*WHAT YOU SHOULD DO:* Which lines in the entries below contain the string "racing", with case counting? List every such line in full.

*MATERIAL PROVIDED:*
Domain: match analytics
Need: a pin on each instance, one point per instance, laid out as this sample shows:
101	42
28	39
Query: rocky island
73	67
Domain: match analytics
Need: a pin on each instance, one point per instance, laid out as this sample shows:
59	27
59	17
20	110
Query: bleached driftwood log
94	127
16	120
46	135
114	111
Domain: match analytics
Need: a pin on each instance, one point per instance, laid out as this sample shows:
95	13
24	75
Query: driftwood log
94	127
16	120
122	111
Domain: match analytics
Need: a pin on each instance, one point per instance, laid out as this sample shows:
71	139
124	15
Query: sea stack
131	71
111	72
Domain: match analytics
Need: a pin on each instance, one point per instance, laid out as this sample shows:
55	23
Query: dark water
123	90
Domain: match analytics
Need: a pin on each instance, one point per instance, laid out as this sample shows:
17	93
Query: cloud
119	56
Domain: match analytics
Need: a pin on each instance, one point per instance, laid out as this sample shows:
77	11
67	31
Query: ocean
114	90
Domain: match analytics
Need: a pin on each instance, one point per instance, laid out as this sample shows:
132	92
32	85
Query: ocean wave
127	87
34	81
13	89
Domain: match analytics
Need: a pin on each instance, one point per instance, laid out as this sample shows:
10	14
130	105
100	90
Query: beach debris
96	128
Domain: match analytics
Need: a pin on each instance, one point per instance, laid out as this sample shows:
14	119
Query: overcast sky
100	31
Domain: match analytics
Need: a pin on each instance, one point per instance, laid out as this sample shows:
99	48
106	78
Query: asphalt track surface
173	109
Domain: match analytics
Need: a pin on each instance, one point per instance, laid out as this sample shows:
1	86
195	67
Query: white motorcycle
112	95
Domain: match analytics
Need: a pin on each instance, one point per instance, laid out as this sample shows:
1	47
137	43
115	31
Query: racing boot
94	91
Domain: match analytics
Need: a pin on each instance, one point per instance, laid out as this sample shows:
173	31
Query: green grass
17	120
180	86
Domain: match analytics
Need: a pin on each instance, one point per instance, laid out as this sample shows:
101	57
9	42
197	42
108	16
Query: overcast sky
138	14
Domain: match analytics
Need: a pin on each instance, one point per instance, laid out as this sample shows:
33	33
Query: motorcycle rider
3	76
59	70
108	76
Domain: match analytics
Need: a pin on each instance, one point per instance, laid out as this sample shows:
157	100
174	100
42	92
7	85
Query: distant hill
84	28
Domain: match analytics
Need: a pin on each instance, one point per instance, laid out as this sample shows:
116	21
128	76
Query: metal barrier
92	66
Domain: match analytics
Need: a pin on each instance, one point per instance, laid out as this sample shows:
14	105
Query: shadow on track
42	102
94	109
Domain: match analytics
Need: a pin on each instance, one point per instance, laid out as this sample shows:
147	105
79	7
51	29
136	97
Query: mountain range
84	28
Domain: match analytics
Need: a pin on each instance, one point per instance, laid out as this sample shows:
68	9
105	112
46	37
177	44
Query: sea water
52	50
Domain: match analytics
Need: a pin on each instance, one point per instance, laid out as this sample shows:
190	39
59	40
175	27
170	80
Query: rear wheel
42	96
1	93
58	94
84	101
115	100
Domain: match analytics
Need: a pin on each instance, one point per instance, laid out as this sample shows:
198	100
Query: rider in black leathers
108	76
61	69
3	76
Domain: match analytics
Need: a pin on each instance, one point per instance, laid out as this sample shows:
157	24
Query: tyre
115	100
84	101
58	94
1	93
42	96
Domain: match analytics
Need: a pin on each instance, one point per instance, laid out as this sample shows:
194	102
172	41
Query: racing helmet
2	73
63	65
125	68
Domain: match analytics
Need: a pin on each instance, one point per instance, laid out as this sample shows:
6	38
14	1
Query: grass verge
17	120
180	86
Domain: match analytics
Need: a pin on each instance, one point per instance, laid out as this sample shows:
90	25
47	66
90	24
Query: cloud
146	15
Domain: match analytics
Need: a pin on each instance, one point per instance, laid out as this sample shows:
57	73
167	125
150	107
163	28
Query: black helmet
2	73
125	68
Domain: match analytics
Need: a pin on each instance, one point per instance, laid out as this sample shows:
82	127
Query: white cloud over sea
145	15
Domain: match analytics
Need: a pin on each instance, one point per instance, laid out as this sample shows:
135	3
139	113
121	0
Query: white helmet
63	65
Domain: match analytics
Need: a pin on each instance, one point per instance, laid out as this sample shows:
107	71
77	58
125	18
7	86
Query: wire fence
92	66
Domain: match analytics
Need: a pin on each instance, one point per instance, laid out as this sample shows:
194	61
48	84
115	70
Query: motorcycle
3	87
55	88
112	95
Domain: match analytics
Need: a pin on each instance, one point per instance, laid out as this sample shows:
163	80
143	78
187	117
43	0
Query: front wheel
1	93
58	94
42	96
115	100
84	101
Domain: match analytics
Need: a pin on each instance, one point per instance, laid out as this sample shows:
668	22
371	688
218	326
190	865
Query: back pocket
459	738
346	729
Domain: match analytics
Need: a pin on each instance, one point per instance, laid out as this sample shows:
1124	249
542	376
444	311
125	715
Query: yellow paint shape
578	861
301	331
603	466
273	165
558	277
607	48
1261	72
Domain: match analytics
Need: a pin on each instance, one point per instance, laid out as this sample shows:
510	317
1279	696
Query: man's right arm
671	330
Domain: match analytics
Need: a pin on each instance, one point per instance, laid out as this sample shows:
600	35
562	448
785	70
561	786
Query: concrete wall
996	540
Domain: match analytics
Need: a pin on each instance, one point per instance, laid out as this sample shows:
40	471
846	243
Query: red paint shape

*ANSWER IN FULL:*
Query: racing boot
Query: racing helmet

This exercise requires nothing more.